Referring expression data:
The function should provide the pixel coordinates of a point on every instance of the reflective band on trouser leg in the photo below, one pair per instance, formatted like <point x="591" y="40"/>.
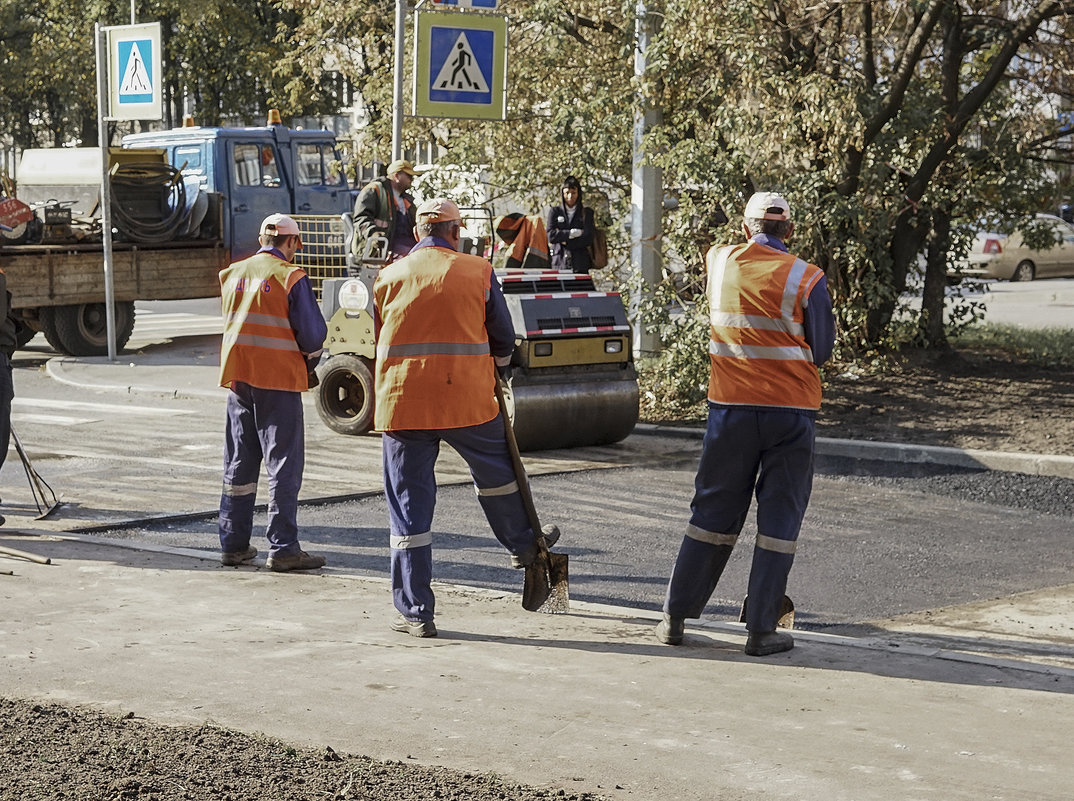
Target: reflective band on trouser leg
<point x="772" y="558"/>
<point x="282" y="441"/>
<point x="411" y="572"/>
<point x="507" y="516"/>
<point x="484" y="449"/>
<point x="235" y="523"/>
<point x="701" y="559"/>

> _ABOUT THIS TASK_: Give the records above again in full and exactly, but exclude every picture.

> _RESULT OF THIS TASK_:
The function should provide the pixel coordinates of a point on every instance of the reflective band on trouser leg in the photo below, one pair per instance, formatted like <point x="591" y="40"/>.
Target: reflective band on trouser leg
<point x="772" y="558"/>
<point x="282" y="441"/>
<point x="411" y="572"/>
<point x="507" y="516"/>
<point x="484" y="449"/>
<point x="235" y="523"/>
<point x="701" y="559"/>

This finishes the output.